## What the task asks
Format the material below as a Markdown table with the columns Row and Line, starting at the line that contains "Where can the truck side" and ending at the last line of the material, with blank lines left out.
— begin Exercise materials —
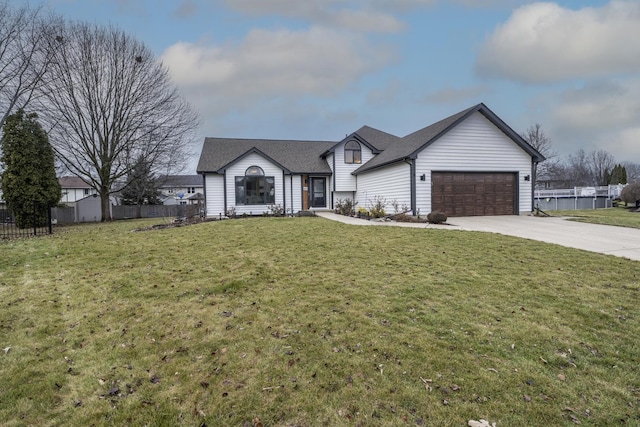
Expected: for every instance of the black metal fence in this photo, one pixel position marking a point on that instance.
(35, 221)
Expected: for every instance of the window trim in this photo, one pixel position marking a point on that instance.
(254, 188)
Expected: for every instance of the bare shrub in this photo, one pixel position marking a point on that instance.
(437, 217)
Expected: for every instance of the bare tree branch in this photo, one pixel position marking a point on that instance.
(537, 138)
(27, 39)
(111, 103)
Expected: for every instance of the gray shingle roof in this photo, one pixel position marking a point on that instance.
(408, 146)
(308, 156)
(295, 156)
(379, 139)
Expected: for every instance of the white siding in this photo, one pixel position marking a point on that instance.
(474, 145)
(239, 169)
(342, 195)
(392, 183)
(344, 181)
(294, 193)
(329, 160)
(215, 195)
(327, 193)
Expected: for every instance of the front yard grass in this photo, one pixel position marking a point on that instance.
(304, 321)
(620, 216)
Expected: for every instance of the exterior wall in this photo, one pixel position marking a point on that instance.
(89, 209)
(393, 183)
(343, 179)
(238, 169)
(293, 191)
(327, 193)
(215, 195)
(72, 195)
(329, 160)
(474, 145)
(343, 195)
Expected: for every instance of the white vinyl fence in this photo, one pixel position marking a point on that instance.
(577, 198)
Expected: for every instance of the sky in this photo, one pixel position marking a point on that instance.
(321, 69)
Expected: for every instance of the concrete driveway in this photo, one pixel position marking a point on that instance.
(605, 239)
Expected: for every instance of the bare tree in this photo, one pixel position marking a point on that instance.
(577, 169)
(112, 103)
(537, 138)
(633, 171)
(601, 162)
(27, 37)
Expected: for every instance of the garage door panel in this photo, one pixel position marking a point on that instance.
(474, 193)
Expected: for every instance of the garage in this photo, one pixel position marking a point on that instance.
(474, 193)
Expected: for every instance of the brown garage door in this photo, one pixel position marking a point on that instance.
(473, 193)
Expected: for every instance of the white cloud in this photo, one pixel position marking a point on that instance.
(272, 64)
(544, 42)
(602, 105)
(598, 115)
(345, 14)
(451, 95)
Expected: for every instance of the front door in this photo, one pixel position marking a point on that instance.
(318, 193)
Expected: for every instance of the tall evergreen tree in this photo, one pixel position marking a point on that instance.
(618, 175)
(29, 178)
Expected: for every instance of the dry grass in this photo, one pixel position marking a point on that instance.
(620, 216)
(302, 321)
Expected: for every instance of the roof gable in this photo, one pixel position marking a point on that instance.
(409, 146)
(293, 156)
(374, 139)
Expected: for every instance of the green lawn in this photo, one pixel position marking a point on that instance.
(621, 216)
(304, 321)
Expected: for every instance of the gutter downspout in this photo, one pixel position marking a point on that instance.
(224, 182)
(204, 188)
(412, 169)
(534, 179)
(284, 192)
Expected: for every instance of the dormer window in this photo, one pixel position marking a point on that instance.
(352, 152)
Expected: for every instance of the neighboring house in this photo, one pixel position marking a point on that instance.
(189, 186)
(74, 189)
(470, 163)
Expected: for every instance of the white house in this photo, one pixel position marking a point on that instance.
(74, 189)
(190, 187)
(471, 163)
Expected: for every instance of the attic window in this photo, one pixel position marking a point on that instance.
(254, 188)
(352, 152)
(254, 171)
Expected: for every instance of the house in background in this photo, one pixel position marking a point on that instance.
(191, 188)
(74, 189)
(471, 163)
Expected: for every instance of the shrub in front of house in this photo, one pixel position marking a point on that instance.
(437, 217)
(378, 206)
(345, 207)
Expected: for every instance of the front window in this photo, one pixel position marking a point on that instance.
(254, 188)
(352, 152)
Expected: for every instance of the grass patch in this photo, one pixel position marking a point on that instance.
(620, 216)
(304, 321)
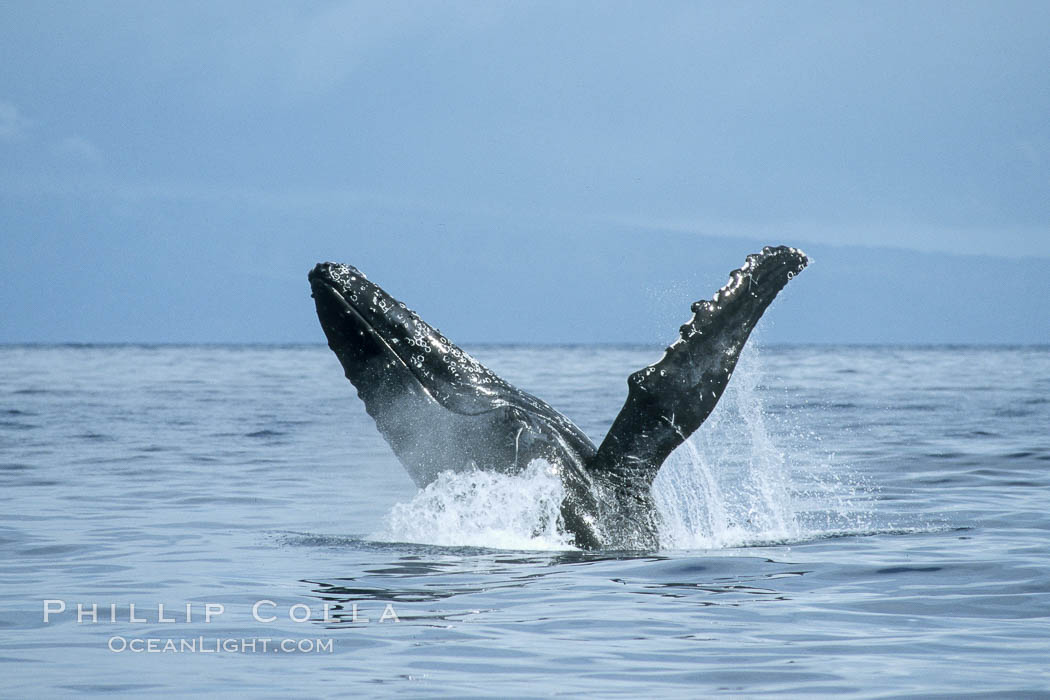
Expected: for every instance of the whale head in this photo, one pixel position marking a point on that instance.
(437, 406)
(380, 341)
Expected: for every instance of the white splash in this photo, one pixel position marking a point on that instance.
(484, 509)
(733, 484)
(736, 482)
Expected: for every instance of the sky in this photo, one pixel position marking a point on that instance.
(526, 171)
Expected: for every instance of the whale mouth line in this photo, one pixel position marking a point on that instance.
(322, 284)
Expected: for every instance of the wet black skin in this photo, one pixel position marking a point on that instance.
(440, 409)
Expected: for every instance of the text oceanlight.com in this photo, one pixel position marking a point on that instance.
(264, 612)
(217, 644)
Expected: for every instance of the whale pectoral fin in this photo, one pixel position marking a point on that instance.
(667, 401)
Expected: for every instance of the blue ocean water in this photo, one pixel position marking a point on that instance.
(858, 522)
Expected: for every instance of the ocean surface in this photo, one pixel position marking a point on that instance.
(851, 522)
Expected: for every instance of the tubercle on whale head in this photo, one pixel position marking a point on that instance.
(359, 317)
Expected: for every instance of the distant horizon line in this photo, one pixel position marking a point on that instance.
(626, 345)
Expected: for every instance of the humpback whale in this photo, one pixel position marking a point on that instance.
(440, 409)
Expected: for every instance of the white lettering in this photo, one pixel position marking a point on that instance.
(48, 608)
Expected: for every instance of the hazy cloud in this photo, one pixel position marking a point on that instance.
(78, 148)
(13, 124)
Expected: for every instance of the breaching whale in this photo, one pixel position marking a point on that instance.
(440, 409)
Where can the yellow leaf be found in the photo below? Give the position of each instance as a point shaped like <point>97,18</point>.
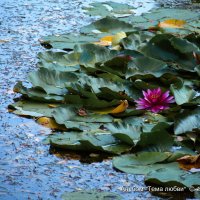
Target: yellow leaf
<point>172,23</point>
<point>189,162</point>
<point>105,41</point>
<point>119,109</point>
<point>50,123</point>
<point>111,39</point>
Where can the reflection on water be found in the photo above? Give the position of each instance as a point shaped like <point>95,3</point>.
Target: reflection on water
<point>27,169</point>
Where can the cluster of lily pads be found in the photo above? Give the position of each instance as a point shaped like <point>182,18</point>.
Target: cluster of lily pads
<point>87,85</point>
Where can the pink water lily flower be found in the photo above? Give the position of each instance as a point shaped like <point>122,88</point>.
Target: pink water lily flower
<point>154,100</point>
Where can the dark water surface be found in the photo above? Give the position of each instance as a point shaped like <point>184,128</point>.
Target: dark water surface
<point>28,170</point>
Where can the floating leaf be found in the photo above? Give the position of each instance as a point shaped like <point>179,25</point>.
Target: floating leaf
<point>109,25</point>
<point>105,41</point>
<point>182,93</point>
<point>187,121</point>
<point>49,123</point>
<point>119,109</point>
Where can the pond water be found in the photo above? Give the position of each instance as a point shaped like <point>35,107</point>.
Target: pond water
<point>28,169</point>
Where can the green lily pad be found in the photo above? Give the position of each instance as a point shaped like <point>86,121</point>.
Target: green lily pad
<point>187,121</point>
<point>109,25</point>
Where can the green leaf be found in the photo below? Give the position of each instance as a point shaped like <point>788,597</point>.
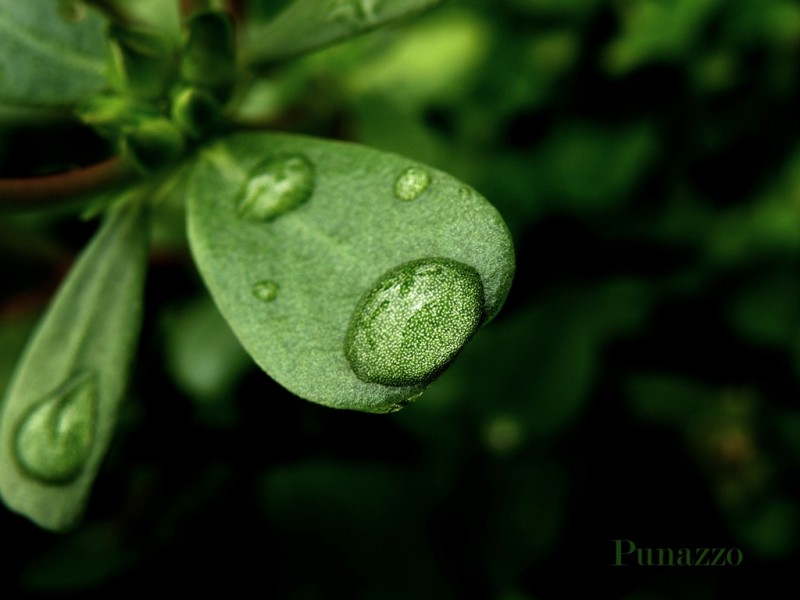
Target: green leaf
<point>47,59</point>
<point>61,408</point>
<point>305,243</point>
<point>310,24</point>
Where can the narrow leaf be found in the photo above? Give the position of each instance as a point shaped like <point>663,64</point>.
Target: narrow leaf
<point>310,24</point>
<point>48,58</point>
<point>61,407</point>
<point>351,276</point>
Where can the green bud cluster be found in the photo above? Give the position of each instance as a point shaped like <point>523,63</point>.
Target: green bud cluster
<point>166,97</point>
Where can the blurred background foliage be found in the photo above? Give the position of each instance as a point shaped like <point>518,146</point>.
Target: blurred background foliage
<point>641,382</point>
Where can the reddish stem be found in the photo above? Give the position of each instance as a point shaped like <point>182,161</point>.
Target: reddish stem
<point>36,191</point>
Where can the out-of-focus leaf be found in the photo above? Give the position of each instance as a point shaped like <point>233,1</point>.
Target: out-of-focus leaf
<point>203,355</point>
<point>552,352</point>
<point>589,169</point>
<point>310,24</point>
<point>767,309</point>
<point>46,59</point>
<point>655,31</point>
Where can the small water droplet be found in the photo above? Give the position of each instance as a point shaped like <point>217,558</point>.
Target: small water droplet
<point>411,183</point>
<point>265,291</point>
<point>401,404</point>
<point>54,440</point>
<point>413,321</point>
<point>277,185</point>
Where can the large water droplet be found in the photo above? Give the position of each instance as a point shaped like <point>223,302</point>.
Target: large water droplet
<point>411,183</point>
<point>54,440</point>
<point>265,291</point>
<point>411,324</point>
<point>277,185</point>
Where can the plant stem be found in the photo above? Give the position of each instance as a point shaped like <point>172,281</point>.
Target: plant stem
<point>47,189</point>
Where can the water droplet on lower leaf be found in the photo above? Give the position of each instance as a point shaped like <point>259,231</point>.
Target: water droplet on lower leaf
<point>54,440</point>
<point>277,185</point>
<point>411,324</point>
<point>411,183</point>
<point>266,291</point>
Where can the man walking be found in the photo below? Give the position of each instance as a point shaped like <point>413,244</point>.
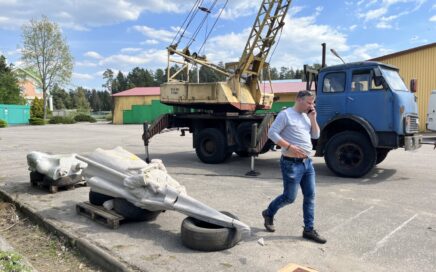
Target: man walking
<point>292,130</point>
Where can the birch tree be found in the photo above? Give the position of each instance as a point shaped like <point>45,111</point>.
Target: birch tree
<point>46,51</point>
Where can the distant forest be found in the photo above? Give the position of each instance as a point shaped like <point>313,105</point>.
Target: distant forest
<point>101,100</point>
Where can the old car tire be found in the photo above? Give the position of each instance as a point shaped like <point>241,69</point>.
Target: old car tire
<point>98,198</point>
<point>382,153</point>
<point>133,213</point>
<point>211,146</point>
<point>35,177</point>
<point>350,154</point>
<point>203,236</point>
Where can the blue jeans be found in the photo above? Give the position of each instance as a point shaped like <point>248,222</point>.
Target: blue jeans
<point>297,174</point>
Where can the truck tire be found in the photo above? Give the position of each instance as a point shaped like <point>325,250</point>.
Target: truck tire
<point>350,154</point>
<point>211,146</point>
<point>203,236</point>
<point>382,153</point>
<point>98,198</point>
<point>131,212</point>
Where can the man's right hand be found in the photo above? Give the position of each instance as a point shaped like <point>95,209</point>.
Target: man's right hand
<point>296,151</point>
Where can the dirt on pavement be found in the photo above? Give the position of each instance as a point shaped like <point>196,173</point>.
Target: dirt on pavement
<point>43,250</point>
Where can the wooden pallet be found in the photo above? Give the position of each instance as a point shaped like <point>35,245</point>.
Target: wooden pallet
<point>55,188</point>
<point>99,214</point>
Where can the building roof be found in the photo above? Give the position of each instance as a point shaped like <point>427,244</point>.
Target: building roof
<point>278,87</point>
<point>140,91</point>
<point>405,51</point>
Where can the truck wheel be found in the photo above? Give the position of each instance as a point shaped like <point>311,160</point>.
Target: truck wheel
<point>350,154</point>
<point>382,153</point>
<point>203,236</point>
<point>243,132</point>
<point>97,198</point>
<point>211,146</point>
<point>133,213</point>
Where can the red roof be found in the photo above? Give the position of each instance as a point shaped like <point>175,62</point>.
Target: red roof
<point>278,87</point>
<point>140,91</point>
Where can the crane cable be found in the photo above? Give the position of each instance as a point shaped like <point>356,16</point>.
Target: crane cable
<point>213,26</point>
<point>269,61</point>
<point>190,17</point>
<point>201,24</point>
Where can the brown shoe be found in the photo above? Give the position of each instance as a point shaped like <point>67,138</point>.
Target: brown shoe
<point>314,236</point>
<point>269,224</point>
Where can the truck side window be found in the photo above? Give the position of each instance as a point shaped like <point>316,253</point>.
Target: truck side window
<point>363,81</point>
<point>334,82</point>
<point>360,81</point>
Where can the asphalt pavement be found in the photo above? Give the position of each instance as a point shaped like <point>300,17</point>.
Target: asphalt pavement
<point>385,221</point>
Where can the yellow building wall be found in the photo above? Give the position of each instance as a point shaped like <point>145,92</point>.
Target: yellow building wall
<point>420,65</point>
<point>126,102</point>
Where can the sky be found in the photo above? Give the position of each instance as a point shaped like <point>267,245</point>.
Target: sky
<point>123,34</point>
— end Exercise materials —
## Written response
| Row | Line |
|---|---|
| 1 | Where can the truck side window be found in the photo above? Give the position of each instance as a point shaped like <point>316,253</point>. |
| 2 | Target: truck side window |
| 3 | <point>363,81</point> |
| 4 | <point>334,82</point> |
| 5 | <point>360,81</point> |
| 6 | Where can the asphalt pavement be found in the photo above? Give the position of each instance as a point shaped like <point>300,17</point>. |
| 7 | Target: asphalt pavement |
| 8 | <point>385,221</point> |
| 9 | Where can the yellow building wall be found in the photo above? Give the position of each instance as a point shaped like <point>145,92</point>. |
| 10 | Target: yellow building wall |
| 11 | <point>420,65</point> |
| 12 | <point>126,102</point> |
| 13 | Where can the sky be found in the photo above? Give the position of each instance as a point shaped like <point>267,245</point>. |
| 14 | Target: sky |
| 15 | <point>123,34</point> |